Request - Please print exactly the lines running from the one that contains "Identify the number" to the end of the data, with both lines included.

Records shown -
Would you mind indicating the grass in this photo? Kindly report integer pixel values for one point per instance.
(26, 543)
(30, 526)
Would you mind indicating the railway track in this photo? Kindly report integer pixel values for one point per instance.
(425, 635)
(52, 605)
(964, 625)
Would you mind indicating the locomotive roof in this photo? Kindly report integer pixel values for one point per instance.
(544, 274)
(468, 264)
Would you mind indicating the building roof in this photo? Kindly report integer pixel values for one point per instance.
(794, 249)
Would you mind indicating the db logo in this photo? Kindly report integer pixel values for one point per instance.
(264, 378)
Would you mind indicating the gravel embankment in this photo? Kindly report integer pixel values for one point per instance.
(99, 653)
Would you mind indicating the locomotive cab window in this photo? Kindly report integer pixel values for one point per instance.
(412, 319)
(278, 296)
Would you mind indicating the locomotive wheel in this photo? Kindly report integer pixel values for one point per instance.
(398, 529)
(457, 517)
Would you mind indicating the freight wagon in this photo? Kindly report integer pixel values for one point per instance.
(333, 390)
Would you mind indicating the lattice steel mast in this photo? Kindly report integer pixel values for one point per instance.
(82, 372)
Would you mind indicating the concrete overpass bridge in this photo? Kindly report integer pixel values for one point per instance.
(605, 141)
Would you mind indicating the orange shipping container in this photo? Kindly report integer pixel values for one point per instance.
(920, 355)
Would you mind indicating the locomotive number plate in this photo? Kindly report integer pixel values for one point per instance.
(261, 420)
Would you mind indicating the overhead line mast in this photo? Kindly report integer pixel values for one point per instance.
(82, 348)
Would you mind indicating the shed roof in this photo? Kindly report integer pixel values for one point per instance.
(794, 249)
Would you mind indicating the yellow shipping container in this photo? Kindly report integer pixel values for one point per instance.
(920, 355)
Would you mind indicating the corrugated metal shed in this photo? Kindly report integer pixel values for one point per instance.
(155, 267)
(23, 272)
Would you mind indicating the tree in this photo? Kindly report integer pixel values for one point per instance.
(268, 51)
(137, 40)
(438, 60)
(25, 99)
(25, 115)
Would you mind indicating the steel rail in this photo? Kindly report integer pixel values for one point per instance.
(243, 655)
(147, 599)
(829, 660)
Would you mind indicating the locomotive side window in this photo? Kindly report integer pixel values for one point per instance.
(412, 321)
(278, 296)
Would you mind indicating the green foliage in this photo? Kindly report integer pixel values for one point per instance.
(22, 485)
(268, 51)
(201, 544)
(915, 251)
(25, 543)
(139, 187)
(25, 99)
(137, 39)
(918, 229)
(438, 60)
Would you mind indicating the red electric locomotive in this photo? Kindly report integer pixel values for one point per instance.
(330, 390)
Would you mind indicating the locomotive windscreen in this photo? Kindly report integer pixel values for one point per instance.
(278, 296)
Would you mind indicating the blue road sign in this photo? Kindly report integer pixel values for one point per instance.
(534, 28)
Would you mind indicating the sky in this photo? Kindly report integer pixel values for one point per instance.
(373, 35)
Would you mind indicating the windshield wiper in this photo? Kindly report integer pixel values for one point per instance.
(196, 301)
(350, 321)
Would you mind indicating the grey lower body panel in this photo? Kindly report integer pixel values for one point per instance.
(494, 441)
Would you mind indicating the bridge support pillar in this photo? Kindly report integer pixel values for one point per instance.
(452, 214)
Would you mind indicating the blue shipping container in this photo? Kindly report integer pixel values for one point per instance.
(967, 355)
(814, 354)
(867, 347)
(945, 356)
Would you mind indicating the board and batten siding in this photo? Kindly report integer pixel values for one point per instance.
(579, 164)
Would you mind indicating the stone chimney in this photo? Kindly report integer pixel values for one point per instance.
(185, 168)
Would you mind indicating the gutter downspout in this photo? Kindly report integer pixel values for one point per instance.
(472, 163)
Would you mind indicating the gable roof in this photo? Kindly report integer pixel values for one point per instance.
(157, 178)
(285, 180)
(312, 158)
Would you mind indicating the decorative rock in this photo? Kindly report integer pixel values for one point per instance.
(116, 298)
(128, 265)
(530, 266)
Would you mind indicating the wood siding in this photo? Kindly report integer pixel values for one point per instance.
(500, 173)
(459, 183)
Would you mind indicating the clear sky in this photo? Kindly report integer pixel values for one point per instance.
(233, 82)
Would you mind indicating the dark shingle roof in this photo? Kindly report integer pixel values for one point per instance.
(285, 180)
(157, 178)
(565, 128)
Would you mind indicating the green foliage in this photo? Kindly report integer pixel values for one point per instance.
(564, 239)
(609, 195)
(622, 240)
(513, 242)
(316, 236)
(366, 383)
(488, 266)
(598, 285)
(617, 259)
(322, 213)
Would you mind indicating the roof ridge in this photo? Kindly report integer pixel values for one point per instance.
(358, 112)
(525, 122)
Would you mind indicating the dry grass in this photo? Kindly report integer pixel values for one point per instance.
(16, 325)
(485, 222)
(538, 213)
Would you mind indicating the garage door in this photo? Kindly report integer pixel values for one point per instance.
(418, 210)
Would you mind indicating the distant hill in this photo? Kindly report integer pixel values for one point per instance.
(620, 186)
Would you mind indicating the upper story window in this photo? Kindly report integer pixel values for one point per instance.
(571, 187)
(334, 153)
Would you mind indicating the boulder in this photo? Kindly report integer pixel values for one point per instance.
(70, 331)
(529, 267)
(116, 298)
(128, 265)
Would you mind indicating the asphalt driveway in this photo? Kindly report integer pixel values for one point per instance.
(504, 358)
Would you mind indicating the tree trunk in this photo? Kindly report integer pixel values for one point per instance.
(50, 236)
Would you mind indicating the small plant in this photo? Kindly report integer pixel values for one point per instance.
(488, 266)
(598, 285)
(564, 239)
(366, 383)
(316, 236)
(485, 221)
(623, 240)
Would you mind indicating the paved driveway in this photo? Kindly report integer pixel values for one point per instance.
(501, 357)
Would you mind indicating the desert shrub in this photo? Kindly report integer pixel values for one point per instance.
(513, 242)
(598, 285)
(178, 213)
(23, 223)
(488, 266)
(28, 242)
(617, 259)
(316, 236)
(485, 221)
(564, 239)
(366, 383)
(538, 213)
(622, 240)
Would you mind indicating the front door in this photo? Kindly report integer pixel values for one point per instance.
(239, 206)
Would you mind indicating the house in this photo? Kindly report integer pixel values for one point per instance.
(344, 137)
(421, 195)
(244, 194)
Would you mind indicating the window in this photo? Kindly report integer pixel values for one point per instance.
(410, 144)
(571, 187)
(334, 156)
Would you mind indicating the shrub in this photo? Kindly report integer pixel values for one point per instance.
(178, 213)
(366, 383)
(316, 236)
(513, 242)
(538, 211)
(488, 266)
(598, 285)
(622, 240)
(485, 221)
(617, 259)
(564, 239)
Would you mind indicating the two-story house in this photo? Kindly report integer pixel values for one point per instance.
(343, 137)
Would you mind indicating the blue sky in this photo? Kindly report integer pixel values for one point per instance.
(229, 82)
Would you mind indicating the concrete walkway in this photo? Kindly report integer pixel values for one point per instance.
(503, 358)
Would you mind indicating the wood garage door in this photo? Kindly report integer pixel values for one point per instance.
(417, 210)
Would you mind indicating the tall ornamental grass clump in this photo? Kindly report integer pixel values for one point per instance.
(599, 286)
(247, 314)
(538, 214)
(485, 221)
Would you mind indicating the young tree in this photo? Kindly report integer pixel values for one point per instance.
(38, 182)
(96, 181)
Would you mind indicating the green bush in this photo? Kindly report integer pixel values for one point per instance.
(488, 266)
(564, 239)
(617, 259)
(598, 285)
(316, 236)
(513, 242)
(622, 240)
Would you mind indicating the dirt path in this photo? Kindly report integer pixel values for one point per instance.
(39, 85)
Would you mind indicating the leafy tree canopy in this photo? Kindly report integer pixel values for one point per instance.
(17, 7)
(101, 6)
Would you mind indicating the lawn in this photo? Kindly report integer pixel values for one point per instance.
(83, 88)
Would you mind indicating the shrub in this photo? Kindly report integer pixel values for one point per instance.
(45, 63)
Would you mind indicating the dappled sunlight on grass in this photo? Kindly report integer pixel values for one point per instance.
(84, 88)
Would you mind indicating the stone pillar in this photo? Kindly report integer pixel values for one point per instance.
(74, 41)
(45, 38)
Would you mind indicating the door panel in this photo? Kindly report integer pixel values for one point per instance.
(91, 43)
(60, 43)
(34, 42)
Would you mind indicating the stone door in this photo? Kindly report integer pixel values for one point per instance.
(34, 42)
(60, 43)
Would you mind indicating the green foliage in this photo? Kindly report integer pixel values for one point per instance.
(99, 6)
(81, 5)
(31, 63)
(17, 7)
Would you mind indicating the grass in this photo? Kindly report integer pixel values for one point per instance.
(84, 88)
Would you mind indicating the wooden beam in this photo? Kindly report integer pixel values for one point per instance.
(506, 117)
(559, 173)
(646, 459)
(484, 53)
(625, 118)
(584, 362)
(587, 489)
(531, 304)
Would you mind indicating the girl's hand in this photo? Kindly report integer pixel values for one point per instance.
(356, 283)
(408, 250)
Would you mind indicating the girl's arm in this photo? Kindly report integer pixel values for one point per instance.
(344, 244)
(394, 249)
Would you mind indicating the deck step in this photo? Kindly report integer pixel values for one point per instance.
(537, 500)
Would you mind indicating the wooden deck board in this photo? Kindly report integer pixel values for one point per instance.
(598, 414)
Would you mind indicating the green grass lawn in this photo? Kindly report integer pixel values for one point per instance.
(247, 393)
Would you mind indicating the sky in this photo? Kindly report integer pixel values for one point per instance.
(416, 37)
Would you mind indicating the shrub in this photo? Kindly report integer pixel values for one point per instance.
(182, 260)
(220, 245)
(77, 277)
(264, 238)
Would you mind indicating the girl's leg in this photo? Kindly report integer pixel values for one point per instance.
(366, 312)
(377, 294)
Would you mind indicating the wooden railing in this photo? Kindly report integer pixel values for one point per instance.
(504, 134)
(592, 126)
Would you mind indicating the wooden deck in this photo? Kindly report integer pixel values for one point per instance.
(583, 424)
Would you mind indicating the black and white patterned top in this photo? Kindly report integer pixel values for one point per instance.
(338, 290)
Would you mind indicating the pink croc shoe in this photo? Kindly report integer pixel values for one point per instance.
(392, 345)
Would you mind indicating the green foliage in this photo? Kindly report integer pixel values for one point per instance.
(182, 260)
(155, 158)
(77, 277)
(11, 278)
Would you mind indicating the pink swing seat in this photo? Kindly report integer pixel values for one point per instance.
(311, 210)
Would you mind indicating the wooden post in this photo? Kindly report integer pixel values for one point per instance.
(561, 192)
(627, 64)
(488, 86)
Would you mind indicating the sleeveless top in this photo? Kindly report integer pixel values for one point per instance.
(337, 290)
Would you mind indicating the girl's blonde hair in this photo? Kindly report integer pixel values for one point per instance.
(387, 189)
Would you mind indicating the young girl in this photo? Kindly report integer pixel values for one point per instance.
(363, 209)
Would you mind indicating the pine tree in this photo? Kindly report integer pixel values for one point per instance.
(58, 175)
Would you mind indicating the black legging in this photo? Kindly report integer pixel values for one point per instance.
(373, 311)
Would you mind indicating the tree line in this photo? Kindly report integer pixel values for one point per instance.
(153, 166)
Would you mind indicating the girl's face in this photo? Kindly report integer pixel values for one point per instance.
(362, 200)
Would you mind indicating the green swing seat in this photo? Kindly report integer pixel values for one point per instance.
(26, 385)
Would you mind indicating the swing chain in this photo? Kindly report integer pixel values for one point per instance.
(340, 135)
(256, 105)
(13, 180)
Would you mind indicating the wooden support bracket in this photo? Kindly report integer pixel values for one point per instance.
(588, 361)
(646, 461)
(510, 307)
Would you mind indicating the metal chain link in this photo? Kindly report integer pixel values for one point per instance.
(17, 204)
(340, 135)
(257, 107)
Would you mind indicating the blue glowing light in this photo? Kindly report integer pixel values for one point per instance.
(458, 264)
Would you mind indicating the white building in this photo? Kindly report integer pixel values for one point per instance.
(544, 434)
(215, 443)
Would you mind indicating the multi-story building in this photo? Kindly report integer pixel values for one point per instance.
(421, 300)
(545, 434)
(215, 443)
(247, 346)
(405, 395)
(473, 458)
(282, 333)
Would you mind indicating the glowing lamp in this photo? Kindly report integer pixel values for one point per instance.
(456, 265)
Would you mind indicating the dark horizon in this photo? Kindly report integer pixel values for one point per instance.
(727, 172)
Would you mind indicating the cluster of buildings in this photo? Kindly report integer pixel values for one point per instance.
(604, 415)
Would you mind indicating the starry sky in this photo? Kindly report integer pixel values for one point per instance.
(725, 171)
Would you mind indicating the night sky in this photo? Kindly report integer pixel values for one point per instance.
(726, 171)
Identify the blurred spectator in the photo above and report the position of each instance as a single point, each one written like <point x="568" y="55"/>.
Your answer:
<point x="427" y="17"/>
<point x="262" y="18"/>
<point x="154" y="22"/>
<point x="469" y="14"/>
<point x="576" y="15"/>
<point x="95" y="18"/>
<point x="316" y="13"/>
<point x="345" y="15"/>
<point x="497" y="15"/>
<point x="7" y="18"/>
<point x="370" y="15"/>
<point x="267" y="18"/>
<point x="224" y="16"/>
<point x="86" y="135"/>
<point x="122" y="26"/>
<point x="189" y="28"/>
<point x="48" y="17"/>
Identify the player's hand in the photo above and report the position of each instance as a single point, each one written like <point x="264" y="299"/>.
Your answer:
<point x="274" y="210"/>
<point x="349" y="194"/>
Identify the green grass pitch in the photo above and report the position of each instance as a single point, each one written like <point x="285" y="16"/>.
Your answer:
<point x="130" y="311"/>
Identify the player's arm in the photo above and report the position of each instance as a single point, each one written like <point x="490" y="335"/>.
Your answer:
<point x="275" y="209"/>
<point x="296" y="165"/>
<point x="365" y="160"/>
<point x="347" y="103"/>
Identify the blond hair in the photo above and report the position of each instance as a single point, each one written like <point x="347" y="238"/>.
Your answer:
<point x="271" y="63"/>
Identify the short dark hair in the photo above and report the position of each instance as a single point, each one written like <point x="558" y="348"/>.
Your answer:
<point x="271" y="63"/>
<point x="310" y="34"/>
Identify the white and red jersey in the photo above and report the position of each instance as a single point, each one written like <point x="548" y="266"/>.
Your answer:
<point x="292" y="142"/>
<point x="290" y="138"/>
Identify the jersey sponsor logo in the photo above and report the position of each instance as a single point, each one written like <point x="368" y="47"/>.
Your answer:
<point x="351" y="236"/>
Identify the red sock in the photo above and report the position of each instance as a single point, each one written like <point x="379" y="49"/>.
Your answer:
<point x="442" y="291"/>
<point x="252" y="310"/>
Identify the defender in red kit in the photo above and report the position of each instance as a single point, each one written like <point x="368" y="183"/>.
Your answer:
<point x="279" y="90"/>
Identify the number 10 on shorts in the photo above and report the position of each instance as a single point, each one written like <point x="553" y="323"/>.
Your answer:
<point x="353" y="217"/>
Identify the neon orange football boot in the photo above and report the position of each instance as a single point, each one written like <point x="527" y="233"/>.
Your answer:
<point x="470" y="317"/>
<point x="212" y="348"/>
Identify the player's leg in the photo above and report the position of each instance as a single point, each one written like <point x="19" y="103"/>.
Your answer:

Answer in full -
Identify the number 10 on shorts in the photo above and report the position of each instance as a single point, each one written like <point x="553" y="323"/>.
Your answer:
<point x="353" y="217"/>
Identify the neon orange football boot in the photo above and report the position of each instance as a single point, each one written like <point x="527" y="233"/>.
Your answer:
<point x="470" y="317"/>
<point x="212" y="348"/>
Identify the player's leg in the photo above and report the position of each instance as a single point, each one written like <point x="19" y="103"/>.
Your answer:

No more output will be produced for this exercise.